- [Text block]:
# # # # # # #
# Module 3 - Reading and writing files  
--------------------------------------------------------

## Table of Content <a id='toc'></a>


&nbsp;&nbsp;&nbsp;&nbsp;[**Introduction**](#1)  
&nbsp;&nbsp;&nbsp;&nbsp;&nbsp;&nbsp;&nbsp;&nbsp;[Where is my file](#1.1)  
&nbsp;&nbsp;&nbsp;&nbsp;&nbsp;&nbsp;&nbsp;&nbsp;[File opening modes](#1.2)

&nbsp;&nbsp;&nbsp;&nbsp;[**Reading from files**](#3)  
&nbsp;&nbsp;&nbsp;&nbsp;&nbsp;&nbsp;&nbsp;&nbsp;[Reading lines manually](#3.1)  
&nbsp;&nbsp;&nbsp;&nbsp;&nbsp;&nbsp;&nbsp;&nbsp;[End-of-line characters](#3.2)  

&nbsp;&nbsp;&nbsp;&nbsp;[**Writing to files**](#4)

&nbsp;&nbsp;&nbsp;&nbsp;[**Exercises 3.1 and 3.2**](#5)

&nbsp;&nbsp;&nbsp;&nbsp;[**Additional Material**](#6)  
&nbsp;&nbsp;&nbsp;&nbsp;&nbsp;&nbsp;&nbsp;&nbsp;[Reading a file's entire content at once](#6.1)  
&nbsp;&nbsp;&nbsp;&nbsp;&nbsp;&nbsp;&nbsp;&nbsp;[Easier reading of .csv formatted file](#6.2)  
&nbsp;&nbsp;&nbsp;&nbsp;&nbsp;&nbsp;&nbsp;&nbsp;[Opening files without context managers](#6.3)  
&nbsp;&nbsp;&nbsp;&nbsp;&nbsp;&nbsp;&nbsp;&nbsp;[Reading files using a while loop](#6.4)  
&nbsp;&nbsp;&nbsp;&nbsp;&nbsp;&nbsp;&nbsp;&nbsp;[Some new cool syntax for Python >= 3.8](#6.5)  
&nbsp;&nbsp;&nbsp;&nbsp;&nbsp;&nbsp;&nbsp;&nbsp;[What does the `flush` argument of `print()` do?](#6.6)  

<br>


## Introduction <a id='1'></a>
-------------------

In many use cases, you will want your python code to **read/write from/to files** stored on your local hard drive.

### Code design aspects

Here are a few important points to consider when working with files:

* Where is my file?
* Do I need to read the entire dataset/file into memory?
# # # # # # #
- [Extracted entries]:
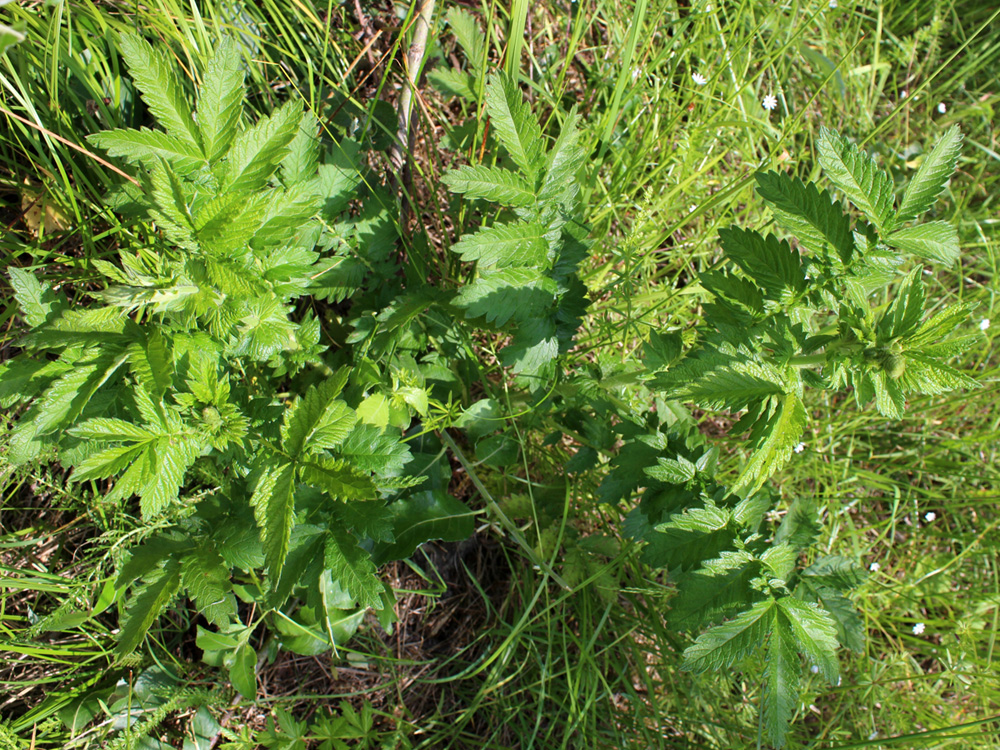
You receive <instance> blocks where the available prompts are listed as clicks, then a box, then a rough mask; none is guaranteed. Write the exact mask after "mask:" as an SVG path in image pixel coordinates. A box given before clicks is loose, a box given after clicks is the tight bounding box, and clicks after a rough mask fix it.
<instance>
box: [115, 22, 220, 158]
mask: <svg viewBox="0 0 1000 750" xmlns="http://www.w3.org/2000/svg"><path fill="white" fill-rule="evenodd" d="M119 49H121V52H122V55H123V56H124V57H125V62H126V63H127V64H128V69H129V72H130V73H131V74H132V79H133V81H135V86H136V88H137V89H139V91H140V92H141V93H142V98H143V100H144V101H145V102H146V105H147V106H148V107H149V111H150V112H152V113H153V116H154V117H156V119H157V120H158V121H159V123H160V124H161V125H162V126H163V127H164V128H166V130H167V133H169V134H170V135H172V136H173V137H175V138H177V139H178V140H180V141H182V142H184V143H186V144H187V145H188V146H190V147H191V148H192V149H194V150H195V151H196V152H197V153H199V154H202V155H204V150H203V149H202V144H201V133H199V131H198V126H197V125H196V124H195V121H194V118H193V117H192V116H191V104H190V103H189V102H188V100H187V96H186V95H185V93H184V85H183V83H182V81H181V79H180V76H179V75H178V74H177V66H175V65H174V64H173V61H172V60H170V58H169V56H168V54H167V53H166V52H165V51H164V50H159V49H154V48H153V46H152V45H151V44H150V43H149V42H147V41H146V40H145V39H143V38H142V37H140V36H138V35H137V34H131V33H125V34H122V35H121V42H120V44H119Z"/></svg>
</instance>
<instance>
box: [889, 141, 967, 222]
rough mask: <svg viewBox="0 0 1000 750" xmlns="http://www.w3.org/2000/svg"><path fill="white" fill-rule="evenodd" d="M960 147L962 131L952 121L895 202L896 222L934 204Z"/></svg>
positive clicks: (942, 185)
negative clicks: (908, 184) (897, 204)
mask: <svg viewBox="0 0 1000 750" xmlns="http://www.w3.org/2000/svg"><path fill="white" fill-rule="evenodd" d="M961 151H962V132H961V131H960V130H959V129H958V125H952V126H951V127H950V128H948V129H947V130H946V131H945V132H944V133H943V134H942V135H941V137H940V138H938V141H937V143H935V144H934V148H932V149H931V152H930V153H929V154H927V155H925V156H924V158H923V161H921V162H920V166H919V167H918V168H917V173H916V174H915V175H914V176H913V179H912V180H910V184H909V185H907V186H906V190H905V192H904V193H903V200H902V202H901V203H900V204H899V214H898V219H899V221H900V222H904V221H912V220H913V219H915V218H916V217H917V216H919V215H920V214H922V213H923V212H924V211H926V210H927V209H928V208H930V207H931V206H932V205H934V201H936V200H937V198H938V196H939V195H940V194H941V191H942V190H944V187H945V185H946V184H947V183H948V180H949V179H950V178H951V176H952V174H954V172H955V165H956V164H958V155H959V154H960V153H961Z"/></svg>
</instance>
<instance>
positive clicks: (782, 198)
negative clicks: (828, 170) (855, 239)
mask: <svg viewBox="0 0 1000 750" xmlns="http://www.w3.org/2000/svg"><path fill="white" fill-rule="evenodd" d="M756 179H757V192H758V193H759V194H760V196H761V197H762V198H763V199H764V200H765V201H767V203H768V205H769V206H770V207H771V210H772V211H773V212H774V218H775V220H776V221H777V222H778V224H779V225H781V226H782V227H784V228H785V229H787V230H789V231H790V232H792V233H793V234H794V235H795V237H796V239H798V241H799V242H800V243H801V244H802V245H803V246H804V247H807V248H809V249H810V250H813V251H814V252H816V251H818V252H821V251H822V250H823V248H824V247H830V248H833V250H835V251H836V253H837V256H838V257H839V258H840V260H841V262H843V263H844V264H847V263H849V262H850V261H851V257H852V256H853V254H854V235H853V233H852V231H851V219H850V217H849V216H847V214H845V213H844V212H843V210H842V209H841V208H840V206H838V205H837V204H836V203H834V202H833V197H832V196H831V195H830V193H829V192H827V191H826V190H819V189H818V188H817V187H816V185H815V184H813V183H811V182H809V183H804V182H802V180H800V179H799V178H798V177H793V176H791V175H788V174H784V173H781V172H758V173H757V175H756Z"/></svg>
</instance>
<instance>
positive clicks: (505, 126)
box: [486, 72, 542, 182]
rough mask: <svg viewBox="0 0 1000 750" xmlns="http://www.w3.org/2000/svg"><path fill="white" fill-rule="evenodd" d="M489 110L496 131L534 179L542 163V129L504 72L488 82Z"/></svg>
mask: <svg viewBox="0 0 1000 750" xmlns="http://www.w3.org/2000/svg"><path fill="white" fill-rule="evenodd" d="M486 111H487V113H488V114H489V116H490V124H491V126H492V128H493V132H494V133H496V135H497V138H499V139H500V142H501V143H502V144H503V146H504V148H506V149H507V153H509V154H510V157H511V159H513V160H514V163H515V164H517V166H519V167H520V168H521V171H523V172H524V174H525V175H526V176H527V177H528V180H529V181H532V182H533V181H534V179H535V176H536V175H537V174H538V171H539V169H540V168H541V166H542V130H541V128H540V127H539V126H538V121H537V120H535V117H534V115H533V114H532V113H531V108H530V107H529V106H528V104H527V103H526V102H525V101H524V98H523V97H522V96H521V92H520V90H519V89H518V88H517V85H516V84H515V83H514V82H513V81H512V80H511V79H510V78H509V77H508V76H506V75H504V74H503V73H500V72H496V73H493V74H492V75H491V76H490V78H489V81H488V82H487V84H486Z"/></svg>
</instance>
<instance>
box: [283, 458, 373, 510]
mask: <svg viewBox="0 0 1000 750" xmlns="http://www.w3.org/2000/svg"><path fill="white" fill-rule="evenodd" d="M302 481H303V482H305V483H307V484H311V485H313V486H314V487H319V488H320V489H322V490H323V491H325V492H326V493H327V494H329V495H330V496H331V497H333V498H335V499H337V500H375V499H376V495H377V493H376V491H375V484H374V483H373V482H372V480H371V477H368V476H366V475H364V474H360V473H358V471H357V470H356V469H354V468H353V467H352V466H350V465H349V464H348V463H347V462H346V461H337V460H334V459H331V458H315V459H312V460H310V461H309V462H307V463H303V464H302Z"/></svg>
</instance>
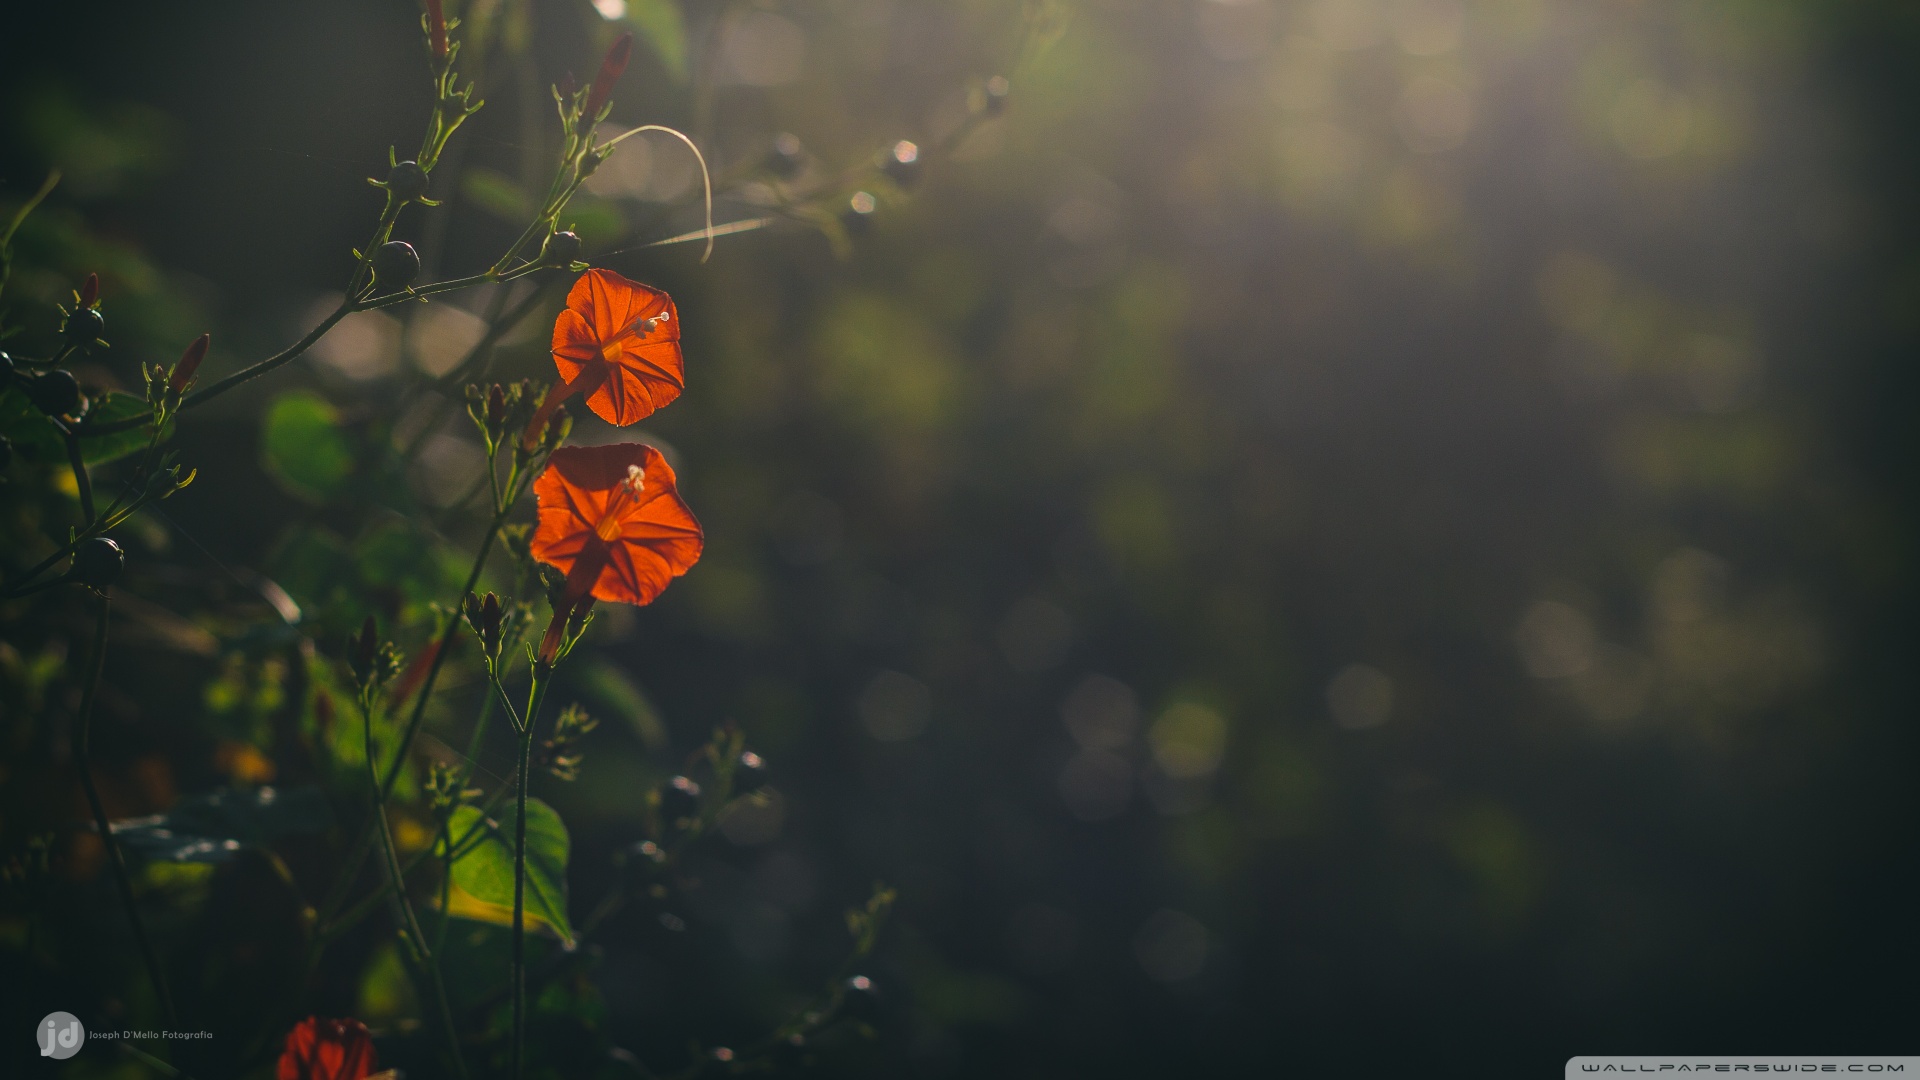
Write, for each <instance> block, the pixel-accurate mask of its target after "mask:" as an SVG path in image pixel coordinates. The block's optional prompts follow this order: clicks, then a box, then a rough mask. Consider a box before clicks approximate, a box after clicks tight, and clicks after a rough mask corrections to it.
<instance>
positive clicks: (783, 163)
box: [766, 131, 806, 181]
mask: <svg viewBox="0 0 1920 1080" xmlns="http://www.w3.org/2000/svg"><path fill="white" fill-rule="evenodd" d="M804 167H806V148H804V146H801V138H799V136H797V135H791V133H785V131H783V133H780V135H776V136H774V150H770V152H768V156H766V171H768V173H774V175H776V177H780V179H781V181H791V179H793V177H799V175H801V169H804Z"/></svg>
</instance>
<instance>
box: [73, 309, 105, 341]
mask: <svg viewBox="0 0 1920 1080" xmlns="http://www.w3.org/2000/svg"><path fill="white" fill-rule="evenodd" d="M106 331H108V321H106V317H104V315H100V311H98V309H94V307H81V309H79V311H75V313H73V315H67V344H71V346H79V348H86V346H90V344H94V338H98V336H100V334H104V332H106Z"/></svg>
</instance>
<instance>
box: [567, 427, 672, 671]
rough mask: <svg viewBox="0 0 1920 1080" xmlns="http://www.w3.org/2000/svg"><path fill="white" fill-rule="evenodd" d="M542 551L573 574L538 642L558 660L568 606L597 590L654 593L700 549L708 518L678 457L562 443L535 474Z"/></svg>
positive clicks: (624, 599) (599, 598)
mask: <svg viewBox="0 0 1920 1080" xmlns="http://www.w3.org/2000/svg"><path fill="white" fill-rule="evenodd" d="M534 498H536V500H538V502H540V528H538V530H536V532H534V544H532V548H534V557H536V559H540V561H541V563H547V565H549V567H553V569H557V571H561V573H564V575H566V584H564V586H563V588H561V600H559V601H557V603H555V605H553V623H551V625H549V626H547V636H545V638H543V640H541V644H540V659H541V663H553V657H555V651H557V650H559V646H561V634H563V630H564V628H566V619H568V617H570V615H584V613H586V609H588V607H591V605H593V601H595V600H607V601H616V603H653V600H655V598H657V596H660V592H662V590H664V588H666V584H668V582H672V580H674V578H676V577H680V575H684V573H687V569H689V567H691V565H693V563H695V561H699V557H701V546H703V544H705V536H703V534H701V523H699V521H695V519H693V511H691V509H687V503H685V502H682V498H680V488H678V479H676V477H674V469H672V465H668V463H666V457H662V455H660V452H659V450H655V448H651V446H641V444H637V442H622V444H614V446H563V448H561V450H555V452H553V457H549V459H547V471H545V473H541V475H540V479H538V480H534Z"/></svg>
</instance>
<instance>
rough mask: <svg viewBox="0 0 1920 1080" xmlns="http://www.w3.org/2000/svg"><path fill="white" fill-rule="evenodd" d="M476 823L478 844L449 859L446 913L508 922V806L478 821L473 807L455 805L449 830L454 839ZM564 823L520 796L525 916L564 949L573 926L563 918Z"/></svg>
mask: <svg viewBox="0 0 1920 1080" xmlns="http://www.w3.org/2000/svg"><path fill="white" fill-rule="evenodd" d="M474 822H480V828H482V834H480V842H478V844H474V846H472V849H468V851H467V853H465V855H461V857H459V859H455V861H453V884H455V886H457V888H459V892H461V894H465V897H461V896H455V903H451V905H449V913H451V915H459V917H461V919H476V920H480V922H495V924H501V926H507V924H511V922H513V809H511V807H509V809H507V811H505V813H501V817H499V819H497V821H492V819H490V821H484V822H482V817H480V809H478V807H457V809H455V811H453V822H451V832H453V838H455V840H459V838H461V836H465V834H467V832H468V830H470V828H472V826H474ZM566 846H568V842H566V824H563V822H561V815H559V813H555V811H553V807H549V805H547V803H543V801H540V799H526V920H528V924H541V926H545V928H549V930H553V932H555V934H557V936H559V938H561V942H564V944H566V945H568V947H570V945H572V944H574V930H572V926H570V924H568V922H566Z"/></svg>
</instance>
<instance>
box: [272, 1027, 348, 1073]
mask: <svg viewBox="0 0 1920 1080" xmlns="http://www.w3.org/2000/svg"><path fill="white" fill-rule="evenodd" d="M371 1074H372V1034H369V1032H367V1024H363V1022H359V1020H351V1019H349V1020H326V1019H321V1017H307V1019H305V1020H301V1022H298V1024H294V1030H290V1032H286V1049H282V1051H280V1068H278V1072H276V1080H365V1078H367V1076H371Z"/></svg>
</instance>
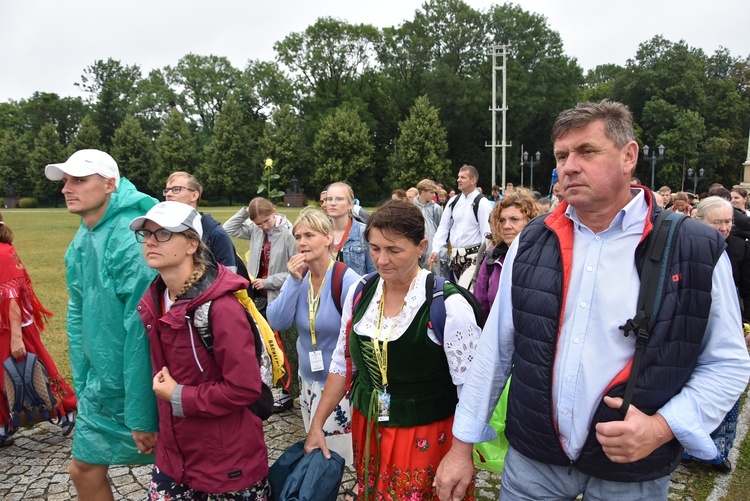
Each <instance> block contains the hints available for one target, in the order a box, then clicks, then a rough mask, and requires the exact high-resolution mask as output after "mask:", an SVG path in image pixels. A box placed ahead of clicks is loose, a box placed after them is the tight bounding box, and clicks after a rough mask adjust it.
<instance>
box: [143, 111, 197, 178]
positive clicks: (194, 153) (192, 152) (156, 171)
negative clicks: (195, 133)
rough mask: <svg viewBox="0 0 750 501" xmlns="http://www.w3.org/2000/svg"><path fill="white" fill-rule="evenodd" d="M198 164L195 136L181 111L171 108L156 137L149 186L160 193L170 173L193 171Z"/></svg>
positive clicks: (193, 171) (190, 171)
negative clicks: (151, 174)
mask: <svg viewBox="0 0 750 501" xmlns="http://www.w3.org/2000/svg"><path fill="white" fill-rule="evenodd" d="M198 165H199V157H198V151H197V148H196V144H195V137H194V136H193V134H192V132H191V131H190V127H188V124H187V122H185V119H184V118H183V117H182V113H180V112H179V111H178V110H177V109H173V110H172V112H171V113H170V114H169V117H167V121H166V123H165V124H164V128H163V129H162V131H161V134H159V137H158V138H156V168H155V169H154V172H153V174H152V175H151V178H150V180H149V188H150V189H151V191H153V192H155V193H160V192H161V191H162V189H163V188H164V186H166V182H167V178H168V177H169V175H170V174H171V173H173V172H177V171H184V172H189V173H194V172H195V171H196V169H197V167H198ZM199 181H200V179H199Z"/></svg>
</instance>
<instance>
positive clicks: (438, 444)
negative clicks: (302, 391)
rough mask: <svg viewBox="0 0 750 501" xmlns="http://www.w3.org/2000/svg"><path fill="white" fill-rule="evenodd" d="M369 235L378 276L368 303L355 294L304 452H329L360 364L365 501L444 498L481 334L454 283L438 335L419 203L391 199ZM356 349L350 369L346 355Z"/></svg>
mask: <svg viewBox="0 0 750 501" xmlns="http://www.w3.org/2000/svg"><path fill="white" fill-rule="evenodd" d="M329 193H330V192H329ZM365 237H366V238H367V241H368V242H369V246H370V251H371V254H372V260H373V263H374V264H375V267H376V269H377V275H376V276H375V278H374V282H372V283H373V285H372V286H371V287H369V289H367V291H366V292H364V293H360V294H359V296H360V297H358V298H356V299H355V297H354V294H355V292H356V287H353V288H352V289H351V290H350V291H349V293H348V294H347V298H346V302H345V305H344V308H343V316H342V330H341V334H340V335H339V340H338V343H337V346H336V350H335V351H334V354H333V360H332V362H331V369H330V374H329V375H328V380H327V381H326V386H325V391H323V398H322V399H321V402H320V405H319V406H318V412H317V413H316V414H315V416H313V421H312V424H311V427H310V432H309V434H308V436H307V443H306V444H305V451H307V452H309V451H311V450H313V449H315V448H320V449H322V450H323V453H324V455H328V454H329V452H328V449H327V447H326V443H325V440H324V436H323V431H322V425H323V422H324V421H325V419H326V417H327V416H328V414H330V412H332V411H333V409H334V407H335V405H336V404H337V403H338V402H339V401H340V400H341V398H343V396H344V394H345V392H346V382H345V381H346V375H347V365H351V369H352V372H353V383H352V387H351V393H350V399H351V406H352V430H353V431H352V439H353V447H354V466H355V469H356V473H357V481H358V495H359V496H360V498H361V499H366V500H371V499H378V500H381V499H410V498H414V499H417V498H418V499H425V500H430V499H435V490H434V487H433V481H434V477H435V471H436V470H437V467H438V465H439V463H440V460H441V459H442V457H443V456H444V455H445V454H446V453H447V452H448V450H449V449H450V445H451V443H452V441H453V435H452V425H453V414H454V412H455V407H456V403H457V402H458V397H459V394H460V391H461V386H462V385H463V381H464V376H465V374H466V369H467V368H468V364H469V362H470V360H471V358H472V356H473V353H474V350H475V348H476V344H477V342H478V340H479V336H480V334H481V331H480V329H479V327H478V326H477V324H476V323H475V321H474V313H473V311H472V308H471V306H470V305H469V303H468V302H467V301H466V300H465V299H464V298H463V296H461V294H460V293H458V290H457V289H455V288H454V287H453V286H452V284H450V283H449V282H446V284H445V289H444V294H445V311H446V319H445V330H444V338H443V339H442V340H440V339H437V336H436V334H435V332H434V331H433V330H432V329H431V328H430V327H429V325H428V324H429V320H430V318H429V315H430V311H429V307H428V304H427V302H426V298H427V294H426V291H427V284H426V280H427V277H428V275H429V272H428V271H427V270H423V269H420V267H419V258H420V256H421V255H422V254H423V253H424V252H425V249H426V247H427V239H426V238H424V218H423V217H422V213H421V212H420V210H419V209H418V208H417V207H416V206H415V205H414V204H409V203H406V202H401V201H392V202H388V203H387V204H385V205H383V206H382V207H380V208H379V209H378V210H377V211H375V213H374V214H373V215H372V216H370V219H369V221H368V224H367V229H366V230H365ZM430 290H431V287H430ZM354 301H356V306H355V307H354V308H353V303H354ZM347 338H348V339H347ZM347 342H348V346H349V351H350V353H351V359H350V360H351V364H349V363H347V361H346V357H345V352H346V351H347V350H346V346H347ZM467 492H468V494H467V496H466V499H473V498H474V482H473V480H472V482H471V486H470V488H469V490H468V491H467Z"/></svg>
# # # # # # #
- [To do]:
A – Answer these from the page on reading and writing files:
(i) Under which table-of-contents heading is "End-of-line characters" listed?
(ii) Which Python versions is the "new cool syntax" in the additional material for?
(iii) According to the introduction, where are the files your code reads and writes stored?
B – Echo word for word the part of the page on reading and writing files that opens with the words containing "In many use" and closes with "dataset/file into memory?".

- [Expected responses]:
A –
(i) Reading from files
(ii) Python 3.8 and later (Python >= 3.8)
(iii) On your local hard drive

B –
In many use cases, you will want your python code to **read/write from/to files** stored on your local hard drive.

### Code design aspects

Here are a few important points to consider when working with files:

* Where is my file?
* Do I need to read the entire dataset/file into memory?